Work to be completed
Rewrite every line of the records below as a numbered list, omitting the blank lines.

(Contour labeling items)
────────────────────────────────────────

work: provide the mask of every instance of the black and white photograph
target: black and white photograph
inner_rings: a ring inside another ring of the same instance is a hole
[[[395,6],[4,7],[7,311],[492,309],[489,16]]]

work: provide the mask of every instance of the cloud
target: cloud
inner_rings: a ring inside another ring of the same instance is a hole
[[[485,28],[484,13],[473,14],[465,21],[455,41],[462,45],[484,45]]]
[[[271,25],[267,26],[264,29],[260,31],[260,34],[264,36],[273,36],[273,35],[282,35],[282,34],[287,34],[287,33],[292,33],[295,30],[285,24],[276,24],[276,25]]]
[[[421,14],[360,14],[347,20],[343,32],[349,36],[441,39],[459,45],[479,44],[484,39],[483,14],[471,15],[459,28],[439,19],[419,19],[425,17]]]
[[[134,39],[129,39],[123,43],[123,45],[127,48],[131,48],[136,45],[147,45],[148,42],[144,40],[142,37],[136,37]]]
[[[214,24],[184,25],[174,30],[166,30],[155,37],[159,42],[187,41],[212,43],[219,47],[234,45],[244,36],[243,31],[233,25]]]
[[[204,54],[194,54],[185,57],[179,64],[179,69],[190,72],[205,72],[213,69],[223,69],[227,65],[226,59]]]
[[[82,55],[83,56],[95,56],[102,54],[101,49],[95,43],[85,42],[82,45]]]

────────────────────────────────────────

Written answer
1. work: provide the mask of every instance of the black and white photograph
2. target: black and white photograph
3. inner_rings: a ring inside another ring of the same instance is a hole
4. [[[395,6],[4,7],[7,311],[492,309],[489,16]]]
5. work: provide the mask of every instance of the cloud
6. target: cloud
7. inner_rings: a ring inside another ring of the same instance is a hole
8. [[[485,28],[484,13],[473,14],[465,21],[455,41],[462,45],[484,45]]]
9. [[[271,25],[267,26],[264,29],[260,31],[260,34],[264,36],[273,36],[273,35],[282,35],[282,34],[287,34],[287,33],[292,33],[295,30],[285,24],[276,24],[276,25]]]
10. [[[421,14],[360,14],[347,20],[343,32],[349,36],[441,39],[459,45],[479,44],[484,39],[483,14],[471,15],[459,28],[439,19],[419,19],[425,17]]]
11. [[[134,39],[129,39],[123,43],[123,45],[127,48],[131,48],[136,45],[147,45],[148,42],[144,40],[142,37],[136,37]]]
12. [[[214,24],[184,25],[174,30],[166,30],[155,37],[159,42],[187,41],[212,43],[219,47],[234,45],[244,36],[243,31],[233,25]]]
13. [[[204,54],[194,54],[185,57],[179,64],[179,69],[190,72],[205,72],[213,69],[223,69],[227,65],[226,59]]]
14. [[[82,55],[83,56],[95,56],[102,54],[101,49],[95,43],[85,42],[82,45]]]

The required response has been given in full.